Extract the records below exactly as they appear, starting at the line that contains "In this picture, where can the ladybug" and ending at the last line of the records, with both ends included.

### Extracted entries ###

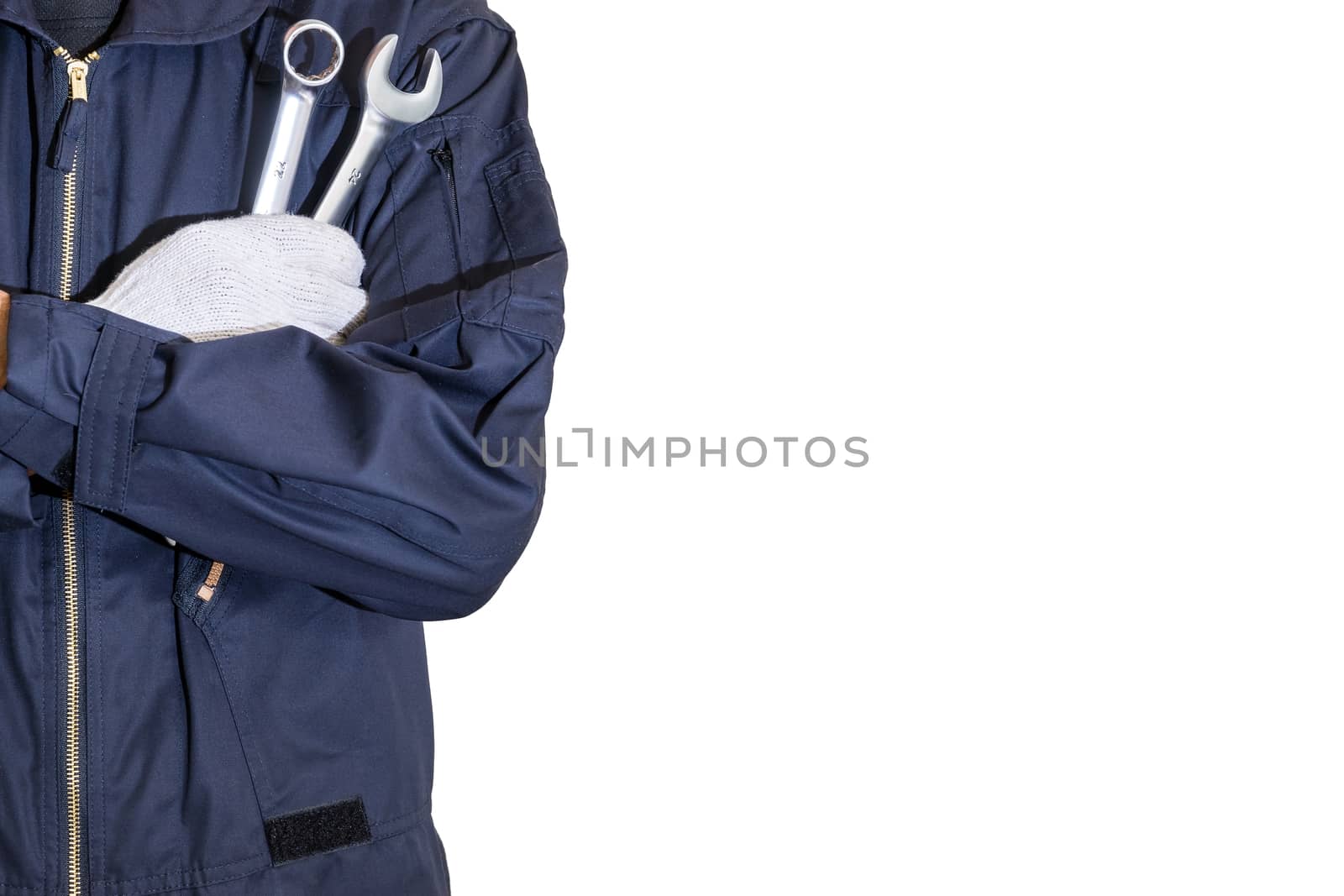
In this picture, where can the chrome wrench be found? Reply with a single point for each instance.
(385, 109)
(296, 107)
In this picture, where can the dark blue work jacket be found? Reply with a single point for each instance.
(213, 673)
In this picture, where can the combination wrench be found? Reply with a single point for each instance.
(385, 109)
(296, 107)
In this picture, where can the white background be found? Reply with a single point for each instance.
(1074, 271)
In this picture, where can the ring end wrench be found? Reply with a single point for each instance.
(297, 96)
(385, 107)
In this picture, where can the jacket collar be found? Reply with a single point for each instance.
(158, 20)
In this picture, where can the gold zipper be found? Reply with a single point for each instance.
(77, 70)
(207, 589)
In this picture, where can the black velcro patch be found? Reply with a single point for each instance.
(318, 831)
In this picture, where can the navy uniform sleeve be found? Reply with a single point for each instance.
(402, 468)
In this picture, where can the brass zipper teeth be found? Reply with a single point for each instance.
(207, 589)
(73, 705)
(67, 230)
(69, 537)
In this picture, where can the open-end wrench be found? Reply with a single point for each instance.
(296, 107)
(385, 109)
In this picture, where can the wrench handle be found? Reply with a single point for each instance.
(286, 141)
(349, 177)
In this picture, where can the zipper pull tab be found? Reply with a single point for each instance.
(71, 117)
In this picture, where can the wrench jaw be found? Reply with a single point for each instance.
(386, 109)
(381, 93)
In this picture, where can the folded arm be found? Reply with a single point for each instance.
(356, 468)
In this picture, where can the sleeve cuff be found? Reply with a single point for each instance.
(76, 374)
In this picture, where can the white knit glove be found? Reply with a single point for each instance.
(235, 275)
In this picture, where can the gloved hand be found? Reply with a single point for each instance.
(234, 275)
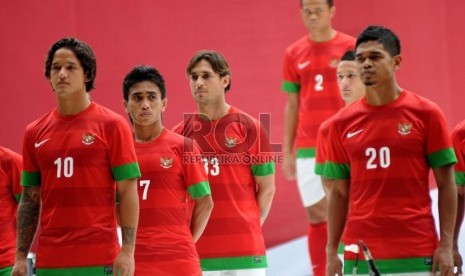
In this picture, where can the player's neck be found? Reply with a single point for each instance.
(213, 111)
(73, 104)
(323, 35)
(382, 95)
(145, 134)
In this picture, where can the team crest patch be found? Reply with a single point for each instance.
(404, 128)
(88, 139)
(333, 63)
(230, 142)
(166, 162)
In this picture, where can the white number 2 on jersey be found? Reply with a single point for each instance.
(381, 157)
(318, 82)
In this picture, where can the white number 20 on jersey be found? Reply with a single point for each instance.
(381, 157)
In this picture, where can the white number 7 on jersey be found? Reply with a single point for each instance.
(145, 184)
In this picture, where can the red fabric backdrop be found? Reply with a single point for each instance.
(251, 34)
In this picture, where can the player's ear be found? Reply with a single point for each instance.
(125, 104)
(397, 61)
(164, 103)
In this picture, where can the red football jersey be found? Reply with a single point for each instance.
(10, 193)
(170, 170)
(310, 70)
(76, 161)
(387, 152)
(458, 139)
(322, 141)
(235, 149)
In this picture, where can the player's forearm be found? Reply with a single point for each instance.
(200, 215)
(447, 205)
(291, 115)
(129, 215)
(265, 195)
(28, 217)
(338, 207)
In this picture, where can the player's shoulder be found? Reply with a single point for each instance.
(345, 38)
(180, 128)
(298, 45)
(459, 130)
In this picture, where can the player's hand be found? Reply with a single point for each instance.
(124, 264)
(442, 261)
(289, 166)
(458, 262)
(333, 265)
(20, 268)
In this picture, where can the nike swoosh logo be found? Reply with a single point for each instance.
(352, 134)
(303, 64)
(38, 144)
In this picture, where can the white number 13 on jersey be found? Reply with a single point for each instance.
(318, 82)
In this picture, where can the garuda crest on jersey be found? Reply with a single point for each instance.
(404, 128)
(166, 162)
(88, 138)
(230, 142)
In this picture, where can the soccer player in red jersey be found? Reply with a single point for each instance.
(458, 139)
(352, 89)
(381, 149)
(10, 193)
(240, 168)
(75, 159)
(171, 168)
(309, 79)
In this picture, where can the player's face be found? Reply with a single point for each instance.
(207, 85)
(66, 73)
(375, 64)
(145, 104)
(348, 79)
(317, 15)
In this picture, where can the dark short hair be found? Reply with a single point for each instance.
(348, 56)
(330, 3)
(142, 73)
(383, 35)
(83, 53)
(216, 60)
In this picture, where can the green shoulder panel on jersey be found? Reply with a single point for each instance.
(126, 171)
(263, 169)
(306, 153)
(247, 262)
(29, 179)
(442, 157)
(336, 170)
(319, 169)
(71, 271)
(6, 271)
(199, 190)
(391, 266)
(290, 87)
(460, 178)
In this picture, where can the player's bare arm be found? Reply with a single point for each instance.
(28, 217)
(291, 117)
(265, 195)
(129, 216)
(338, 207)
(447, 205)
(202, 210)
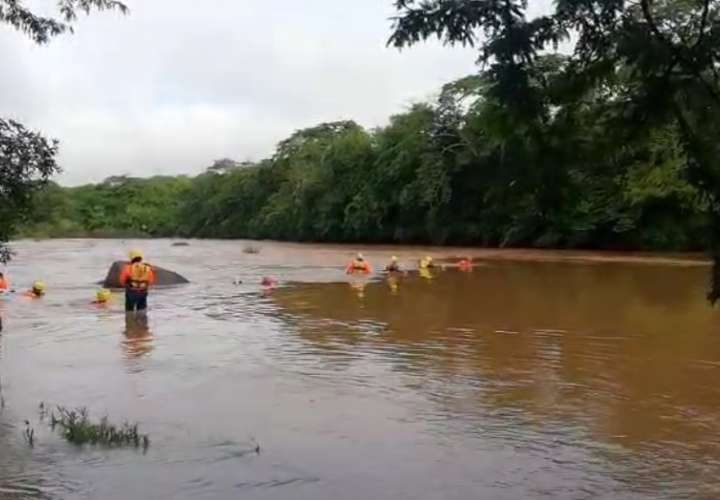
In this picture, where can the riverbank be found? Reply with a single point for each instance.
(380, 253)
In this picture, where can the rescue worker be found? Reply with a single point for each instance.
(426, 263)
(102, 297)
(37, 291)
(136, 277)
(359, 265)
(393, 266)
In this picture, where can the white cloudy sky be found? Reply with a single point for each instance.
(175, 85)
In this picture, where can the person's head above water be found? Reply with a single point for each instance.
(136, 256)
(103, 295)
(38, 288)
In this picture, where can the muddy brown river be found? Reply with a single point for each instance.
(537, 375)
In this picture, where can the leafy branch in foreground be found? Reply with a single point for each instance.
(77, 428)
(40, 28)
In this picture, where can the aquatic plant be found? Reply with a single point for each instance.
(77, 428)
(29, 434)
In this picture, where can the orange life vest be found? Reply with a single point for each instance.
(139, 276)
(358, 266)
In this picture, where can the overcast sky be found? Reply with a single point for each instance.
(173, 86)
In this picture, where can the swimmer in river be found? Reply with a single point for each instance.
(37, 291)
(136, 277)
(358, 266)
(393, 266)
(102, 297)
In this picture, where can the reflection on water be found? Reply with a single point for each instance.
(519, 380)
(138, 338)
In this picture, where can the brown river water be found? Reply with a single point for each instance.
(554, 378)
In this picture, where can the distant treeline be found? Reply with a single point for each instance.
(459, 170)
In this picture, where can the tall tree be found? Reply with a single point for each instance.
(27, 159)
(656, 63)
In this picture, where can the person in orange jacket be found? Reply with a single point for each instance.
(37, 291)
(465, 264)
(136, 277)
(358, 265)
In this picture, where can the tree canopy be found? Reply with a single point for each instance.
(647, 65)
(460, 169)
(27, 159)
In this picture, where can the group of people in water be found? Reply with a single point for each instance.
(137, 276)
(359, 265)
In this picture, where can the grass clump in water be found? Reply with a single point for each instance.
(77, 428)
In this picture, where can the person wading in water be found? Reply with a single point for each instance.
(136, 278)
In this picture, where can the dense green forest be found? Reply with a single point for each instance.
(458, 170)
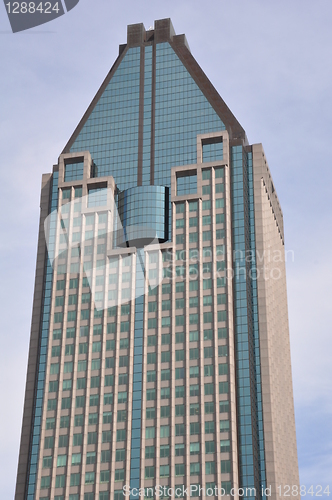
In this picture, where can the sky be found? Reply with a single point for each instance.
(271, 63)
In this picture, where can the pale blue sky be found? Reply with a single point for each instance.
(271, 63)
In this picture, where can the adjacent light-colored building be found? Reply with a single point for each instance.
(159, 354)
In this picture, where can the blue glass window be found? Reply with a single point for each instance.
(74, 171)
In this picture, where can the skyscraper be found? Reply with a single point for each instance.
(159, 353)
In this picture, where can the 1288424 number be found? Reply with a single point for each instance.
(293, 491)
(32, 7)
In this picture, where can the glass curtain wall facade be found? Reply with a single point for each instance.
(145, 359)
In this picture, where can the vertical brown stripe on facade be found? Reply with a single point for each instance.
(153, 105)
(140, 119)
(29, 403)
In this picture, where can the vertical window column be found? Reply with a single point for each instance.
(147, 116)
(137, 374)
(44, 335)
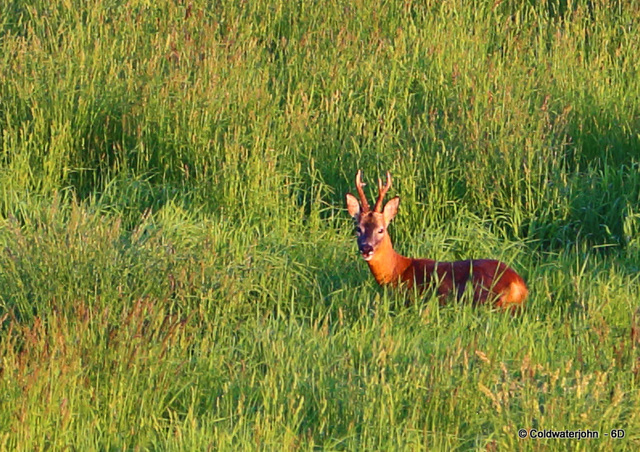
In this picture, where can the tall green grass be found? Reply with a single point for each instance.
(176, 268)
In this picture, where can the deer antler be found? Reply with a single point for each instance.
(363, 198)
(382, 191)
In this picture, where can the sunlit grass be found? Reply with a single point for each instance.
(176, 268)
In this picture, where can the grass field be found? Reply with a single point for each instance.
(178, 271)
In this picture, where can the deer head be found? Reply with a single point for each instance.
(371, 225)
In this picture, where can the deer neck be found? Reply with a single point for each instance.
(386, 265)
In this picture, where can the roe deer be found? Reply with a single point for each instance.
(490, 279)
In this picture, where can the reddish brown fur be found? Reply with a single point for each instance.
(491, 280)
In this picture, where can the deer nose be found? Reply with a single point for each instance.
(366, 249)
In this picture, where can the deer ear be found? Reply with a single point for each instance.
(390, 210)
(353, 206)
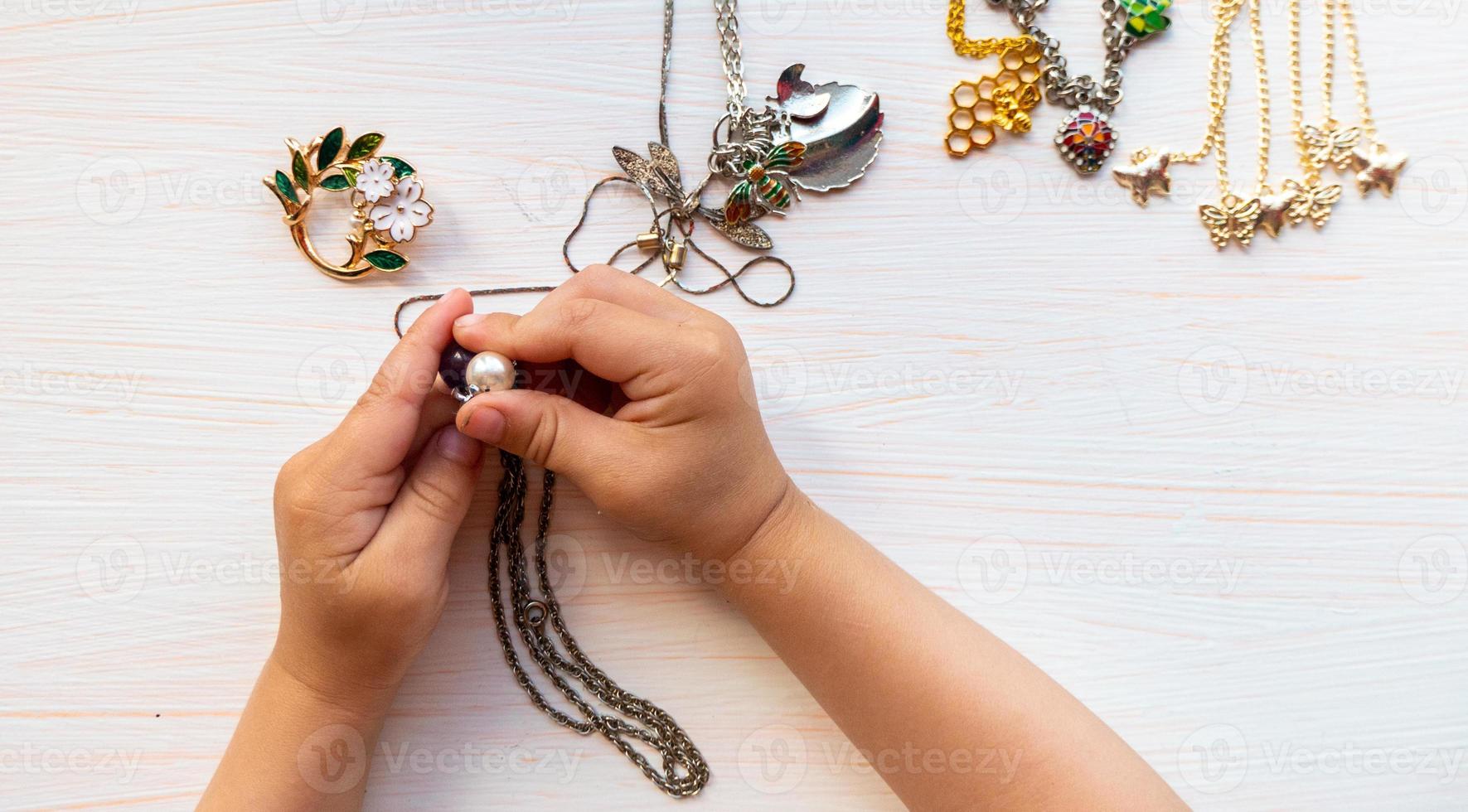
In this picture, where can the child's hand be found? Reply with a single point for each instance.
(365, 520)
(687, 458)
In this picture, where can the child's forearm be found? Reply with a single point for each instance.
(297, 747)
(950, 715)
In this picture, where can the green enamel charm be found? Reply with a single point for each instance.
(1146, 18)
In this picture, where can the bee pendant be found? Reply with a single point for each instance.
(761, 178)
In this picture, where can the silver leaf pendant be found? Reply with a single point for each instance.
(840, 125)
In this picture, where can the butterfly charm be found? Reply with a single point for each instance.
(1146, 175)
(763, 186)
(1313, 200)
(1232, 219)
(1275, 210)
(1329, 144)
(1378, 169)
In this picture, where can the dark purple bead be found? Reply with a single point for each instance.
(453, 365)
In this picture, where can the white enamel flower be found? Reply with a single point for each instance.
(375, 180)
(404, 212)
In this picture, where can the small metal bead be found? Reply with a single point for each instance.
(453, 365)
(491, 372)
(676, 256)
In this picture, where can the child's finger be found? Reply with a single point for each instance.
(551, 431)
(378, 433)
(608, 340)
(420, 524)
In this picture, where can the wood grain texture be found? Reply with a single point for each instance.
(1220, 496)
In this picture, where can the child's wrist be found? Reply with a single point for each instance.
(771, 558)
(339, 684)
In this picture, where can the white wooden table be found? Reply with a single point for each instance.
(1223, 498)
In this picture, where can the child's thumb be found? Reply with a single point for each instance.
(546, 429)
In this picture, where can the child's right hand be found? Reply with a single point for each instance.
(687, 458)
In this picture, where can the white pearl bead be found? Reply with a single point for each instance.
(491, 372)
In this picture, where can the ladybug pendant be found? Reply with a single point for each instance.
(1085, 138)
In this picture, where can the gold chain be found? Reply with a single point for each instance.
(1218, 99)
(1220, 77)
(1262, 78)
(1359, 72)
(978, 49)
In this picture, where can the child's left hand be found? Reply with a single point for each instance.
(365, 520)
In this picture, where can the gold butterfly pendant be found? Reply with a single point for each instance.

###

_Solution to this problem:_
In this picture, where can the ladybug pendant be found? Reply with a single point for each instance.
(1085, 138)
In this picture, where can the gold chain be found? Reply with a single point for each instance.
(1218, 99)
(1220, 77)
(1262, 78)
(1359, 72)
(978, 49)
In this picture, where can the child's left hand be found? Reply with a single point for each instance.
(365, 520)
In this picture, where can the gold butterfly pendant be found? Reply with a single point for each instance.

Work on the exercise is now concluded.